Your instructions: Copy every item below word for word, leaving out the pictures.
[Start of Material for this exercise]
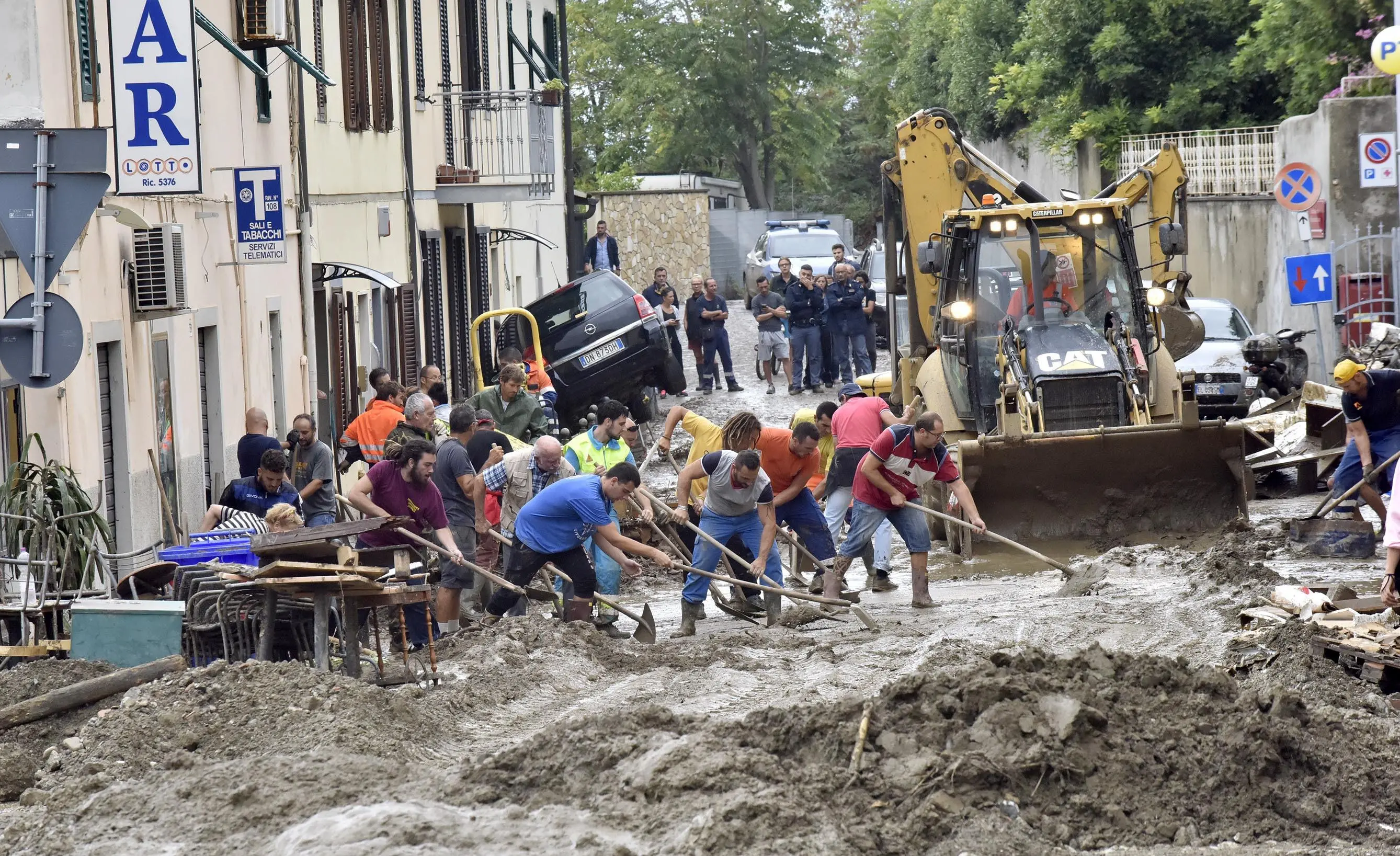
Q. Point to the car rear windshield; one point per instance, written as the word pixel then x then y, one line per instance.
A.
pixel 801 244
pixel 572 303
pixel 1223 322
[End of Material for this exercise]
Response to this task:
Q. Point to the car rear windshield; one point per instance, written as the word pixel then x then y, one line per instance.
A.
pixel 801 244
pixel 572 303
pixel 1223 322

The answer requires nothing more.